DESCRIPTION OF THE TASK:
Only the pictures are to be left out; set down the rest of the records exactly.
###
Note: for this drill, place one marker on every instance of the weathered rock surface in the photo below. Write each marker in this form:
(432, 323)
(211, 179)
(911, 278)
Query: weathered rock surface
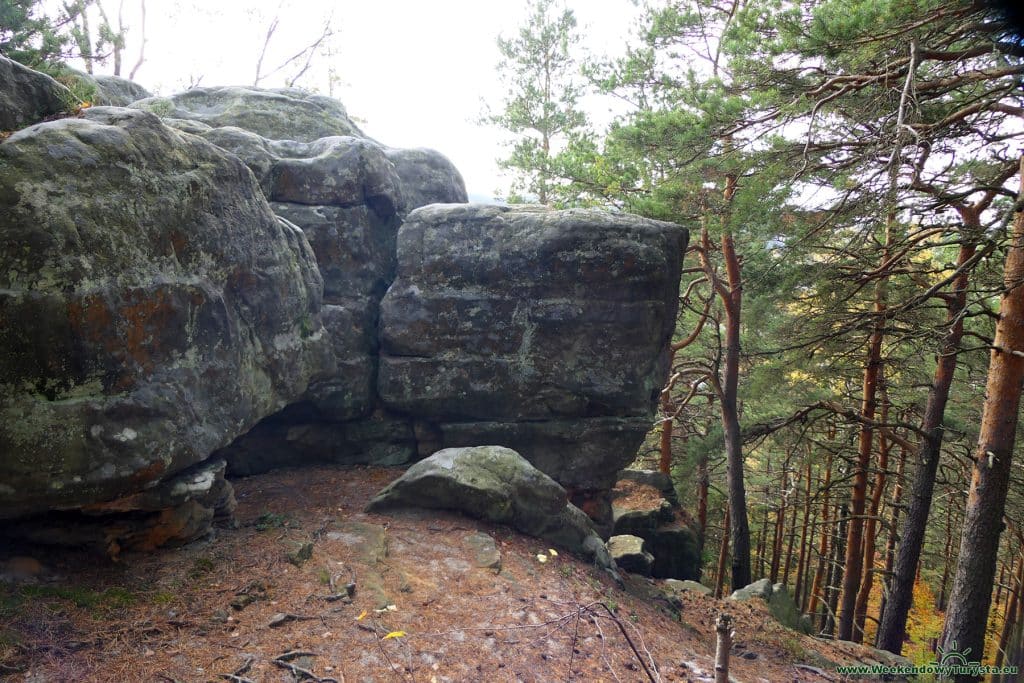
(348, 195)
(784, 609)
(152, 308)
(111, 90)
(117, 91)
(629, 554)
(639, 508)
(687, 586)
(540, 330)
(155, 311)
(175, 511)
(762, 588)
(28, 96)
(496, 484)
(283, 114)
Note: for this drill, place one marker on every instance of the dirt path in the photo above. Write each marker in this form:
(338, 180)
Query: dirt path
(268, 601)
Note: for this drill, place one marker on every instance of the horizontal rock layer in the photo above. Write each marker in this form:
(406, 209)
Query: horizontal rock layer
(152, 308)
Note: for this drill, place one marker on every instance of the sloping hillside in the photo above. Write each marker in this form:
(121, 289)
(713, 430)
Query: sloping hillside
(251, 605)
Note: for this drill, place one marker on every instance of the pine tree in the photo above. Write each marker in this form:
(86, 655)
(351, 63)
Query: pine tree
(541, 108)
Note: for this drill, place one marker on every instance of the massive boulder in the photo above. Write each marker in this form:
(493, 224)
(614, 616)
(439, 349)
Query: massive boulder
(544, 331)
(153, 308)
(644, 504)
(282, 114)
(117, 91)
(496, 484)
(348, 195)
(28, 96)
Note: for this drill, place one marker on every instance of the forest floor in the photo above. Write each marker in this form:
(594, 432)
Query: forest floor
(267, 601)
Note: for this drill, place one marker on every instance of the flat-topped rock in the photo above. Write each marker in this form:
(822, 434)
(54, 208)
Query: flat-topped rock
(152, 308)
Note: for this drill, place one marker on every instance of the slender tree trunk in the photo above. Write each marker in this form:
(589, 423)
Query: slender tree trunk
(793, 531)
(799, 591)
(779, 530)
(893, 536)
(922, 487)
(723, 631)
(836, 569)
(665, 452)
(1011, 614)
(947, 563)
(704, 486)
(855, 529)
(723, 555)
(867, 581)
(972, 592)
(808, 575)
(1000, 583)
(819, 573)
(731, 293)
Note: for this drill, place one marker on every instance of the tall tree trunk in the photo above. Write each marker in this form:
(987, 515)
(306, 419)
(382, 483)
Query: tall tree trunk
(802, 558)
(893, 536)
(866, 583)
(922, 487)
(704, 486)
(972, 591)
(1011, 614)
(779, 530)
(819, 573)
(665, 451)
(731, 294)
(723, 555)
(793, 531)
(855, 528)
(947, 563)
(836, 568)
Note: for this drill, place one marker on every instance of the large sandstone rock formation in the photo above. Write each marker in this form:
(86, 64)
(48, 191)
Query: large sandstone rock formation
(544, 331)
(158, 317)
(152, 308)
(28, 96)
(644, 504)
(496, 484)
(348, 194)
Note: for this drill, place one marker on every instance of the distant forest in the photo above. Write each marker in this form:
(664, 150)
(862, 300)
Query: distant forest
(847, 367)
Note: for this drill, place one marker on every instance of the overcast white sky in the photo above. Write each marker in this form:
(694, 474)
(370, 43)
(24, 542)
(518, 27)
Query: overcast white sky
(414, 73)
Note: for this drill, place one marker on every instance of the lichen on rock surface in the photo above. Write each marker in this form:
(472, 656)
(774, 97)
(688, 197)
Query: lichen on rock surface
(541, 330)
(282, 114)
(496, 484)
(28, 96)
(152, 308)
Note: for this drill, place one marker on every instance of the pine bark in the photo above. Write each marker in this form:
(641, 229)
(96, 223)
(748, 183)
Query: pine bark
(893, 536)
(819, 573)
(922, 487)
(723, 555)
(870, 526)
(972, 592)
(799, 592)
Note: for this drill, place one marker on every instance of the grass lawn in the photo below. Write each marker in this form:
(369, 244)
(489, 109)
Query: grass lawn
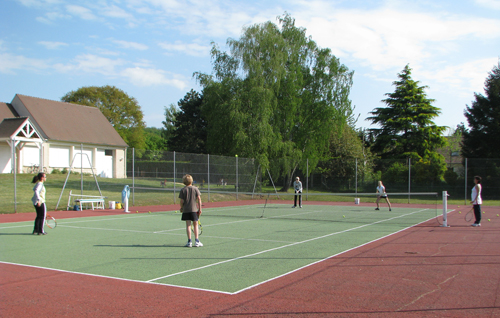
(112, 188)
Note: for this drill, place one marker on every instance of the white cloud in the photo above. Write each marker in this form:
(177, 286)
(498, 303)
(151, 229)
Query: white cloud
(192, 49)
(38, 3)
(150, 77)
(90, 63)
(81, 12)
(491, 4)
(9, 63)
(462, 79)
(131, 45)
(52, 45)
(387, 37)
(116, 12)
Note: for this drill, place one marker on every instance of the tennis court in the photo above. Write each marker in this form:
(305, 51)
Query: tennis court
(244, 246)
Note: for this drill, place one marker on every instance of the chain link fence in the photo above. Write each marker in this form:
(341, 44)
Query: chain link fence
(155, 178)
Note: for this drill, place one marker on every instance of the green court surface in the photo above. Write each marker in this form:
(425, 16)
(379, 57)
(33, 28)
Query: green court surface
(240, 250)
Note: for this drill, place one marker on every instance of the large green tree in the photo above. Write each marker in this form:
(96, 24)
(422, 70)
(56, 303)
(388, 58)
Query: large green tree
(481, 140)
(121, 110)
(189, 131)
(406, 125)
(407, 129)
(346, 159)
(275, 97)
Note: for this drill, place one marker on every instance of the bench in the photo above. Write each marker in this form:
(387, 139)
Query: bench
(98, 201)
(87, 199)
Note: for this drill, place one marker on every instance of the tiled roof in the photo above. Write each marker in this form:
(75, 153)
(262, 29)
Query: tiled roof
(68, 122)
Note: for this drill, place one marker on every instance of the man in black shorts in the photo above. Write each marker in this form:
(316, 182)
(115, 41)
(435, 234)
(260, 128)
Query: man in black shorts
(191, 209)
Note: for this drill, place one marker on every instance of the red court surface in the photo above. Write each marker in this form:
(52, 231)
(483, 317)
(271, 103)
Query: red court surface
(424, 271)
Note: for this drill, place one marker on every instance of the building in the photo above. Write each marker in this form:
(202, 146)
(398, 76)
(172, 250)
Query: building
(42, 135)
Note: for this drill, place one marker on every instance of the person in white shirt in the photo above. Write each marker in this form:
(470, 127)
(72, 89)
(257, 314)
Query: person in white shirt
(297, 186)
(382, 194)
(476, 200)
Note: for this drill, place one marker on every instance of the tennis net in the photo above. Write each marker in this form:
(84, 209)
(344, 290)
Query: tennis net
(334, 207)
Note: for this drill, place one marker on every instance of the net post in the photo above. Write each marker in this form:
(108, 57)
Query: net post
(445, 209)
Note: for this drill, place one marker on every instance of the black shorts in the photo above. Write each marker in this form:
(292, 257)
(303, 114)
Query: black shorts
(189, 216)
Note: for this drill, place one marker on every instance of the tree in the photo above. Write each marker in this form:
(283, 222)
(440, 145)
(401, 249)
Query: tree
(169, 122)
(407, 129)
(189, 132)
(121, 110)
(339, 168)
(154, 139)
(483, 116)
(276, 97)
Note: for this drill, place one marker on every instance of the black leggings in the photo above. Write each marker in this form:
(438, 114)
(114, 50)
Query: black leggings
(40, 218)
(297, 194)
(477, 213)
###
IN RESPONSE:
Note: for this drill, place one marker on every instance of the weathered rock surface in the photo below. Write each marker in this form:
(432, 323)
(211, 179)
(911, 278)
Query: weathered rock surface
(348, 195)
(784, 609)
(152, 308)
(111, 90)
(117, 91)
(629, 554)
(639, 508)
(687, 586)
(540, 330)
(155, 311)
(175, 511)
(762, 588)
(28, 96)
(496, 484)
(283, 114)
Note: for this drill, place one marker on every instance of the dirt path in the photo above. Write each marker in this form:
(338, 180)
Query: dirt path
(268, 601)
Note: for this drill, place one marker on every instance of the horizontal rock layer in the photo above. Write each marker in this form:
(406, 209)
Query: horizontal rock layer
(152, 308)
Note: for this drill, place one marker on every instance of the sloping hillside in the photo above. Write each marker in this form:
(121, 289)
(713, 430)
Query: sloping hillside
(251, 605)
Note: for this drill, place one marker on every instance of the pine tree in the photo above. Write each marker in this form:
(86, 655)
(351, 63)
Query: pine tree
(541, 108)
Note: for this drill, place one marker on every instance of the massive boulder in the photo above. Write each marker in this form:
(493, 224)
(614, 616)
(439, 349)
Query: massive boulder
(544, 331)
(153, 308)
(644, 504)
(282, 114)
(117, 91)
(496, 484)
(348, 195)
(28, 96)
Note: for this drill, place one marker on every instance of the forest floor in the photo above. Write each marker in this form:
(594, 432)
Query: forest floor
(267, 601)
Note: for this drill, place one marker on every instance of the flat-topped rock in the photo above. Write each marker in this form:
(822, 434)
(54, 208)
Query: flat-topped rock
(152, 308)
Note: for this drill, place one marker on every instance of the slender tree trunk in the photo above. Write each marker in this form:
(589, 423)
Query: slender tree trunk
(793, 531)
(799, 591)
(779, 530)
(893, 536)
(922, 487)
(723, 631)
(836, 569)
(665, 452)
(1011, 614)
(947, 563)
(704, 486)
(855, 529)
(723, 555)
(867, 581)
(972, 592)
(808, 575)
(1000, 583)
(819, 573)
(731, 293)
Note: for this drill, place one marker on every instance of the tall tree trunk in the photo above. Write each marker in this form:
(987, 515)
(306, 419)
(382, 483)
Query: tall tree trunk
(802, 558)
(893, 536)
(866, 583)
(922, 487)
(704, 486)
(972, 591)
(1011, 614)
(779, 530)
(819, 573)
(665, 451)
(731, 294)
(723, 555)
(793, 531)
(855, 528)
(947, 563)
(836, 568)
Note: for this drill, place one marker on every instance of the large sandstone rock formation in the photo above. Write each marker in this form:
(86, 64)
(48, 191)
Query: large sandstone rock formation
(544, 331)
(158, 317)
(152, 308)
(28, 96)
(644, 504)
(496, 484)
(348, 194)
Note: for this drill, place one marker on every instance of the distant forest in the photo above. Write each marker in this form:
(664, 150)
(862, 300)
Query: distant forest
(847, 367)
Note: for this drill, place one marker on every instance of the overcast white sky in the photo above. Write each marker in this form:
(694, 474)
(370, 43)
(24, 542)
(518, 27)
Query: overcast white sky
(414, 73)
Note: for this drill, place one marker on every instance of the lichen on rock surface in the photo above. Write each marker in this form:
(472, 656)
(774, 97)
(688, 197)
Query: lichen on rock surface
(541, 330)
(282, 114)
(496, 484)
(28, 96)
(152, 308)
Note: for this drill, place one marker on every instance of the pine bark in the photo above. Write each marker in this form:
(641, 229)
(96, 223)
(748, 183)
Query: pine bark
(893, 536)
(819, 573)
(922, 487)
(723, 555)
(870, 526)
(972, 592)
(799, 592)
Note: for this drill, place one marker on every instance of the grass lawn in the photo below. Write each marker in this form:
(369, 244)
(489, 109)
Query: grass lawn
(112, 188)
Note: for this drill, place one marker on every instance of the white cloud in the photo above. Write each marker in this form:
(177, 286)
(498, 303)
(151, 229)
Query: white cloud
(192, 49)
(38, 3)
(150, 77)
(90, 63)
(81, 12)
(491, 4)
(9, 63)
(462, 79)
(131, 45)
(52, 45)
(387, 37)
(116, 12)
Note: for this drill, place one marker on every instance of the tennis court in the photo above. Write each marker in this form:
(305, 51)
Query: tennis court
(244, 246)
Note: for this drill, place one marker on every instance of the chain link fence in the photo above. Write each marker in this form:
(341, 44)
Query: chain link fence
(155, 178)
Note: for this drill, place one marker on every instance of the green court surface in the photo above. Write each marker in this form:
(425, 16)
(379, 57)
(33, 28)
Query: green court surface
(240, 250)
Note: for this drill, place one marker on every instance of the large green tree in the photo above. Write each marker in this form:
(96, 24)
(422, 70)
(56, 303)
(388, 58)
Query: large green tree
(481, 140)
(121, 110)
(189, 131)
(406, 125)
(407, 129)
(346, 159)
(275, 97)
Note: for this drill, place one marker on every instance of the bench in the photo above. Write each marker in this form:
(387, 139)
Query: bench
(98, 201)
(87, 199)
Note: for this drill, place one marker on every instance of the tiled roof in the photo above. Write each marker in this form:
(75, 153)
(262, 29)
Query: tiled roof
(68, 122)
Note: for this drill, place one marker on every instance of the man in black shorts in the photo above. Write each marker in this form:
(316, 182)
(115, 41)
(435, 234)
(260, 128)
Query: man in black shorts
(191, 209)
Note: for this drill, place one marker on every instance of the red court surface in the photo above. Write each marker in this form:
(52, 231)
(483, 317)
(271, 103)
Query: red court surface
(424, 271)
Note: for this drill, place one marker on every instance of the building in the photo above. Write each marker in this form:
(202, 146)
(398, 76)
(172, 250)
Query: building
(42, 135)
Note: for this drill, place one marker on every instance of the person in white shirt in the photo above. Write each marker in this form:
(470, 127)
(72, 89)
(257, 314)
Query: person in white shirt
(297, 186)
(382, 194)
(476, 200)
Note: for this drill, place one marker on every instance of the tennis net in the photo above. Write each marker in this form:
(84, 209)
(344, 290)
Query: tennis net
(334, 207)
Note: for this drill, place one marker on every instance of the net post in the photo above. Write each marker in this form:
(108, 57)
Query: net post
(445, 209)
Note: for this drill, place one marker on every instance of the black shorts in the photo above. Write each marker in this form:
(292, 257)
(303, 114)
Query: black shorts
(189, 216)
Note: for this drill, place one marker on every instance of the tree in the photo above. Write each marker in this form:
(283, 222)
(440, 145)
(401, 249)
Query: tree
(169, 122)
(407, 129)
(189, 132)
(121, 110)
(339, 168)
(154, 139)
(483, 116)
(276, 97)
Note: for this drill, place one marker on every instance of the black leggings in the photo above. Write each marker in this form:
(438, 114)
(114, 50)
Query: black leggings
(40, 218)
(297, 194)
(477, 213)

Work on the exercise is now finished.